STATED TASK:
Please copy out the stretch of the material below, unchanged, from the line that contains "Where can the building" through the line that contains "<point>88,127</point>", with both of those lines included.

DATA EXTRACT:
● ● ● ● ● ● ●

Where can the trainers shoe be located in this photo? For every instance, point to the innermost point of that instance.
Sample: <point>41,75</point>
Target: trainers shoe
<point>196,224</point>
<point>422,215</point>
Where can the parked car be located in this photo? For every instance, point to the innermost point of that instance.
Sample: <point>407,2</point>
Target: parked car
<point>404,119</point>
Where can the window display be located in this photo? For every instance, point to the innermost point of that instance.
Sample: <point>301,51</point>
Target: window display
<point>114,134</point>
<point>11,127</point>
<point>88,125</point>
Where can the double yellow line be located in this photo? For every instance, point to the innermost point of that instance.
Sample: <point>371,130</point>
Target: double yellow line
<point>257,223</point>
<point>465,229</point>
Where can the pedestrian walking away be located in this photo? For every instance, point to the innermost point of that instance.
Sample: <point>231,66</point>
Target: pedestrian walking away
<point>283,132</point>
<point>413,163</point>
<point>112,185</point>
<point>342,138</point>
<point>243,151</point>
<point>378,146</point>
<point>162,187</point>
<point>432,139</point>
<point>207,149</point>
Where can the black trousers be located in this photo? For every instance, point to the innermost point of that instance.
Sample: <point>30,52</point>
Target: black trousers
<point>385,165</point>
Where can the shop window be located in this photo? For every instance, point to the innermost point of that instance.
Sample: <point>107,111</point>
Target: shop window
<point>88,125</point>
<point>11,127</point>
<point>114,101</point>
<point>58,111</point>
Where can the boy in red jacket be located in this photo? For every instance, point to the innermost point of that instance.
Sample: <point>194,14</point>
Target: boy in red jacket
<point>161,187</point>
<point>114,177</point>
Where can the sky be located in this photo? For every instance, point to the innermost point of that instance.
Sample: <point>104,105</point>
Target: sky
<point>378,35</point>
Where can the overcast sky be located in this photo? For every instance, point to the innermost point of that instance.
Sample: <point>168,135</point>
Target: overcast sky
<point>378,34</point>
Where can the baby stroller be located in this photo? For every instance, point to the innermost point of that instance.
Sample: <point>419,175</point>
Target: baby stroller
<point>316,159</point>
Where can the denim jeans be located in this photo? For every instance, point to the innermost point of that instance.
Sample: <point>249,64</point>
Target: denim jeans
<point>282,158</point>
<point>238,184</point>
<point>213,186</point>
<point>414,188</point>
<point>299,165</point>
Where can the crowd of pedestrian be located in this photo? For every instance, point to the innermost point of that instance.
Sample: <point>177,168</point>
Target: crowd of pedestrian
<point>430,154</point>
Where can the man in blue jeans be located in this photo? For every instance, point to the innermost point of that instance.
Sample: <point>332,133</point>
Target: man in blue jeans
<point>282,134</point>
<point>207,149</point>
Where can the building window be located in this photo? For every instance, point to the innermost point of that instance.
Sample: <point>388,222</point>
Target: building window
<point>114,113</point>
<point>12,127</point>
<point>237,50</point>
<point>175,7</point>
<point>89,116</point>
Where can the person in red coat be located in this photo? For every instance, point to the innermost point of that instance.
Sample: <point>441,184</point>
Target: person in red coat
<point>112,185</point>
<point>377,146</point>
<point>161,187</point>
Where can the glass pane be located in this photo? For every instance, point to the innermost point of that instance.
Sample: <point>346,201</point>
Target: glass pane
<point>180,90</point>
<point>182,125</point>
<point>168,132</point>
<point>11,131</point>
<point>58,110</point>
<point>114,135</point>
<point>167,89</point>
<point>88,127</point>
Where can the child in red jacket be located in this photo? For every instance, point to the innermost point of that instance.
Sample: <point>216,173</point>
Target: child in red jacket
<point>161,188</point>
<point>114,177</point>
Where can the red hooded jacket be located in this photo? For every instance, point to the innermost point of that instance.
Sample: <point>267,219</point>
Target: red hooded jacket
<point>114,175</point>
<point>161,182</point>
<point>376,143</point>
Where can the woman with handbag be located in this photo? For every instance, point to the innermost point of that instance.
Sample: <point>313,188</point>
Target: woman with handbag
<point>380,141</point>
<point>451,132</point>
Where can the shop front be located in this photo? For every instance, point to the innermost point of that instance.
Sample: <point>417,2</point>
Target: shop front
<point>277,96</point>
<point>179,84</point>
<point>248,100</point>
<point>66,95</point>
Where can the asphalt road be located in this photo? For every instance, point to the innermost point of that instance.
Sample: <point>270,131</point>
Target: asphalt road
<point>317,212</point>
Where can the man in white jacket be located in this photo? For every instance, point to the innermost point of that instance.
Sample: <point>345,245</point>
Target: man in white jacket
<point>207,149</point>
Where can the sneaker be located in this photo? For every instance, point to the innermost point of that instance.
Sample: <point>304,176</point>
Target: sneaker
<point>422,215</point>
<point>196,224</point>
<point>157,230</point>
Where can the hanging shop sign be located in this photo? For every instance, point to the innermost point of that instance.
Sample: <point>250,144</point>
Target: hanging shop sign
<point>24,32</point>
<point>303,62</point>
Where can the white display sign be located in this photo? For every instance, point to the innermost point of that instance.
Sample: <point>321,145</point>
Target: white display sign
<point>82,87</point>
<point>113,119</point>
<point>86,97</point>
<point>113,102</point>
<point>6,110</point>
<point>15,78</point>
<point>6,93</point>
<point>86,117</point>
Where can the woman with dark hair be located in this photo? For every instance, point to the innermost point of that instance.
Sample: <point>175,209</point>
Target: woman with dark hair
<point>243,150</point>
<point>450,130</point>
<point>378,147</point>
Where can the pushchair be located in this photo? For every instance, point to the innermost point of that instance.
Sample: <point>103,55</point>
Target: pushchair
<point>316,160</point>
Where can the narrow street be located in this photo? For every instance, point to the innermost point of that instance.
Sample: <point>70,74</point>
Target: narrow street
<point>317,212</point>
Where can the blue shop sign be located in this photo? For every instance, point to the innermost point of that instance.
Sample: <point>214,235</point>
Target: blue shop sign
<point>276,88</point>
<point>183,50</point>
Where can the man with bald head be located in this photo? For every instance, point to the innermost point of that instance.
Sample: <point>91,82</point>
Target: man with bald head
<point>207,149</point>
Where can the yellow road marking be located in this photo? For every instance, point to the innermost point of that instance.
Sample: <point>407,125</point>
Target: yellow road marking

● ● ● ● ● ● ●

EXERCISE ANSWER:
Where can the building window be located in this photo? For every instance, point to the innermost point of that instance.
Sample: <point>388,222</point>
Target: building window
<point>114,113</point>
<point>12,127</point>
<point>237,50</point>
<point>175,7</point>
<point>89,116</point>
Where can the person in red coat be located in this photo? For every instance, point to the innermost point of that instance.
Sample: <point>441,184</point>
Target: person in red coat
<point>112,185</point>
<point>377,146</point>
<point>161,187</point>
Where can the glass pane be located in this photo? For every instance, point to the innermost point of that instance.
Sample: <point>346,201</point>
Target: glass pane
<point>180,90</point>
<point>182,125</point>
<point>168,132</point>
<point>11,131</point>
<point>58,110</point>
<point>114,135</point>
<point>167,89</point>
<point>88,127</point>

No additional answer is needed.